Request:
Can you recast these lines as a Markdown table with the columns Row and Line, numbering each line in order and leaving out any blank ones?

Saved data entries
=======
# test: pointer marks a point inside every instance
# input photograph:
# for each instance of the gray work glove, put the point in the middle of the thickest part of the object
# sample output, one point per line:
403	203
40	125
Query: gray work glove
=======
Answer to this problem:
| Row | Line |
|---|---|
| 1 | # test: pointer marks a point inside every instance |
| 2 | # input photograph: |
| 3 | # for each instance of the gray work glove, put the point in the middle of the thickest part of the object |
| 4 | # sample output, one point per line: |
| 5 | 403	203 |
| 6 | 40	125 |
| 7 | Query: gray work glove |